_EXERCISE INSTRUCTIONS:_ Please set down, exactly, the line with "Shelf-audit tagging: for every instance of the man's" and all lines that follow it through the end of the records below.

•••

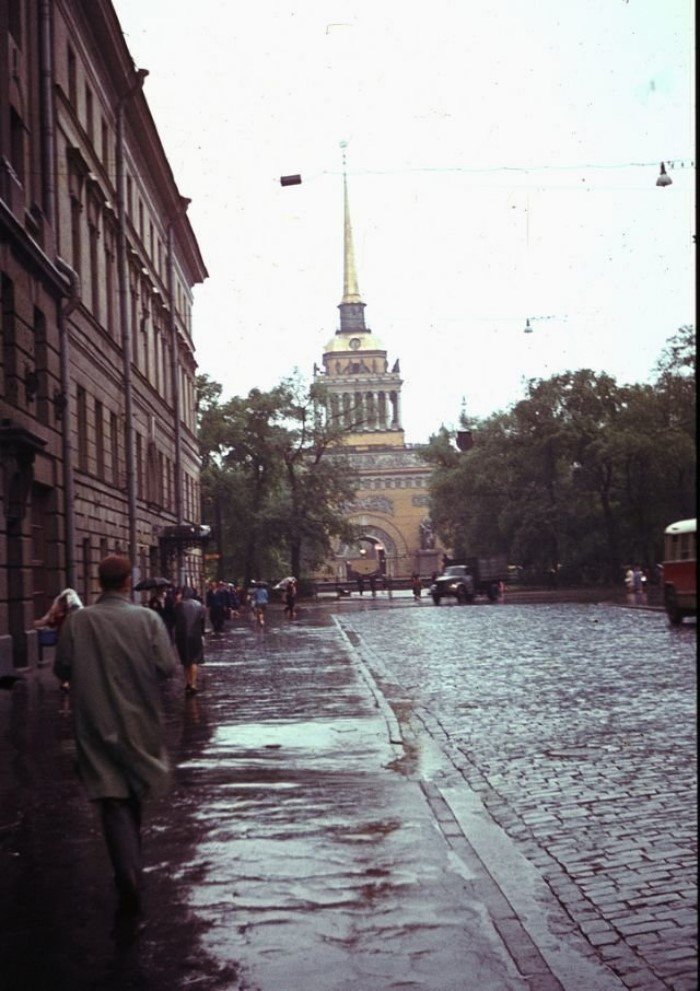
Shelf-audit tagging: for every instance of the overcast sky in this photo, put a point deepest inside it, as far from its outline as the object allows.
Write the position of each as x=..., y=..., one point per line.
x=501, y=158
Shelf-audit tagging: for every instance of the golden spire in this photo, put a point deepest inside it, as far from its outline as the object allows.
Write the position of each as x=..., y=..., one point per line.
x=351, y=292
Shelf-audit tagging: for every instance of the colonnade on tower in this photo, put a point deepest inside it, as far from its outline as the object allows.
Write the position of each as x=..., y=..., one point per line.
x=390, y=511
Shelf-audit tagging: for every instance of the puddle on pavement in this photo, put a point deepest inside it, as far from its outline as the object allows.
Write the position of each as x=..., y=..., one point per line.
x=316, y=735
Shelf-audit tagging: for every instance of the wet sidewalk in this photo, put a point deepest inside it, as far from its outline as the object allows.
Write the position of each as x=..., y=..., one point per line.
x=311, y=841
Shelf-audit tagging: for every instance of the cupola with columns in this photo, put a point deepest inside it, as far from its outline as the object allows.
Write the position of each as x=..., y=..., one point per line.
x=362, y=392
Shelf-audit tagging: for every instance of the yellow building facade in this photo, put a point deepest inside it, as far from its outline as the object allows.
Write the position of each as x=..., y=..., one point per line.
x=391, y=506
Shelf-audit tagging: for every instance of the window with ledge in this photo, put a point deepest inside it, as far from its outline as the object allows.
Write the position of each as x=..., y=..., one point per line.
x=89, y=115
x=114, y=440
x=72, y=78
x=17, y=144
x=14, y=21
x=99, y=439
x=82, y=425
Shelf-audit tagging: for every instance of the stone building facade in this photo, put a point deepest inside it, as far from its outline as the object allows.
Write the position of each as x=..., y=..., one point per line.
x=391, y=507
x=97, y=369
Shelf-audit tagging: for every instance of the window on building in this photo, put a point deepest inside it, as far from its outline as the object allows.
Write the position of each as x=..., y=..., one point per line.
x=7, y=333
x=87, y=571
x=41, y=366
x=109, y=284
x=82, y=425
x=43, y=511
x=89, y=115
x=14, y=22
x=17, y=144
x=105, y=143
x=139, y=465
x=72, y=78
x=94, y=271
x=99, y=439
x=114, y=442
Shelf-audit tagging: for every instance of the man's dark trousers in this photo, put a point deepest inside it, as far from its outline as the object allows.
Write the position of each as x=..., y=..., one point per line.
x=121, y=825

•••

_ANSWER BELOW:_
Shelf-audit tagging: for every instance of the man's dark trousers in this photo, put a point deepest inside it, as far from its outline as the object allows.
Write the position of each as x=..., y=..., one point per line.
x=121, y=825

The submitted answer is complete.